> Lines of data
◆ ◆ ◆ ◆ ◆ ◆ ◆
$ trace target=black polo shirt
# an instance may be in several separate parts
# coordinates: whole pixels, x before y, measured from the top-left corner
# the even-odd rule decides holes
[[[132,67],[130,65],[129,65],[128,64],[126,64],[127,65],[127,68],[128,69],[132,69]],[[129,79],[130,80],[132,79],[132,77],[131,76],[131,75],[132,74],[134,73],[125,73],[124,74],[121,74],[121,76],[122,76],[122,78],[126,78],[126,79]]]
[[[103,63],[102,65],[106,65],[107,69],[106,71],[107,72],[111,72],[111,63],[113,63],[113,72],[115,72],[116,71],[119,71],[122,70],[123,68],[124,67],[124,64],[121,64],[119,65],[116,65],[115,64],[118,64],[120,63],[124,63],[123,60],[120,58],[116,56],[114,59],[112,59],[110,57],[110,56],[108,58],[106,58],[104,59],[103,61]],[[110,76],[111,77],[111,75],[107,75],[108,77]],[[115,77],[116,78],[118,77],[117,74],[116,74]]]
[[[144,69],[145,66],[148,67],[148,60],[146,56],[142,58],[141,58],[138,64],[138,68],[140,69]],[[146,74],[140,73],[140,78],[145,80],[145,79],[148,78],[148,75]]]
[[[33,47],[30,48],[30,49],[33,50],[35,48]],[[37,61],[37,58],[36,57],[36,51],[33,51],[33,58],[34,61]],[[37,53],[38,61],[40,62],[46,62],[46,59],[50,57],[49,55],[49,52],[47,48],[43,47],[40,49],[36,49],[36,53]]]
◆ ◆ ◆ ◆ ◆ ◆ ◆
> Aim of the task
Copy all the lines of data above, swapping "whole pixels" for "integer pixels" and changing nothing else.

> Response to this exercise
$ trace target=black polo shirt
# an instance may be in several separate parts
# coordinates: integer pixels, x before y, measured from the top-left corner
# the even-odd rule decides holes
[[[132,67],[130,65],[129,65],[128,64],[126,64],[127,65],[127,68],[128,69],[132,69]],[[129,79],[130,80],[132,79],[132,77],[131,76],[131,75],[132,74],[134,73],[125,73],[124,74],[121,74],[121,76],[122,76],[122,78],[126,78],[126,79]]]
[[[103,63],[102,65],[106,65],[107,69],[106,71],[107,72],[111,72],[111,63],[113,63],[113,72],[115,72],[116,71],[119,71],[122,70],[123,68],[124,67],[124,64],[121,64],[119,65],[116,65],[115,64],[118,64],[120,63],[124,63],[123,60],[120,58],[116,56],[114,59],[112,59],[110,57],[110,56],[108,58],[106,58],[104,59],[103,61]],[[110,76],[111,77],[111,75],[107,75],[108,77]],[[115,77],[116,78],[118,77],[117,74],[116,74]]]
[[[144,69],[145,66],[148,67],[148,60],[146,56],[142,58],[141,58],[138,64],[138,68],[140,69]],[[146,74],[140,73],[140,78],[145,80],[145,79],[148,78],[148,75]]]
[[[33,47],[30,48],[30,49],[33,50],[35,48]],[[37,61],[37,58],[36,57],[36,51],[33,51],[33,58],[34,61]],[[37,53],[38,61],[40,62],[46,62],[46,59],[50,57],[49,55],[49,52],[47,48],[43,47],[40,49],[36,49],[36,53]]]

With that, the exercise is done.